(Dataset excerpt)

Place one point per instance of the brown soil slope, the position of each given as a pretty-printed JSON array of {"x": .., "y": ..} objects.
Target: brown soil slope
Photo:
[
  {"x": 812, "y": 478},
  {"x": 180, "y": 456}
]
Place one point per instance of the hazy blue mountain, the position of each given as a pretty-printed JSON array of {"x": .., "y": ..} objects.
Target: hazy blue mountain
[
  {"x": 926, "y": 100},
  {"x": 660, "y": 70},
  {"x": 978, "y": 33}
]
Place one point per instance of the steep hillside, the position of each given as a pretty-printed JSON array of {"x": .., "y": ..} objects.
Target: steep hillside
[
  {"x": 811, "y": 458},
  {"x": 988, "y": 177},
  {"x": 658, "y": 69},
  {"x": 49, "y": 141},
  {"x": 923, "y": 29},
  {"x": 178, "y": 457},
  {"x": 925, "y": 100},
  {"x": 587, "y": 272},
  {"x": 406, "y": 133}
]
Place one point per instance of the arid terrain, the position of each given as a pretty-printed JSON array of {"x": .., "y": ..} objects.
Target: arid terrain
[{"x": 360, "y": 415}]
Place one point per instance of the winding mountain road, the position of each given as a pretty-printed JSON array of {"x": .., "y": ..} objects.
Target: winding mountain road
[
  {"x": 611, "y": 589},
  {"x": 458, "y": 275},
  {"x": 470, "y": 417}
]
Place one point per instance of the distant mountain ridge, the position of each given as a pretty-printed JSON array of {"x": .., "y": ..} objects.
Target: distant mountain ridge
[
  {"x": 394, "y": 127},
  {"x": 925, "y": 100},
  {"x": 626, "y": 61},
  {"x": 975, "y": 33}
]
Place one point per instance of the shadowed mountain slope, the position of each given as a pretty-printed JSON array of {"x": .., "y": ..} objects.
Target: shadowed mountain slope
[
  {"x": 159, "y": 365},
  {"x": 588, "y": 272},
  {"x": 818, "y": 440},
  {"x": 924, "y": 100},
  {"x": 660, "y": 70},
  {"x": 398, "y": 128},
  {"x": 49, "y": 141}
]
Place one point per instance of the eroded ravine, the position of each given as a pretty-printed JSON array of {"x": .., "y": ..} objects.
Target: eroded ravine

§ Problem requirements
Can you substitute "dry gully" for "eroded ravine" in the part of the dataset excerpt that opens with the line containing "Place one point per instance of the eroded" and closes with the final line, leaving everything else unchanged, and give only those lines?

§ Solved exercise
Place one point per instance of the dry gully, the position of each given as a pretty-printed JSON array of {"x": .., "y": ..} objects.
Target: dry gully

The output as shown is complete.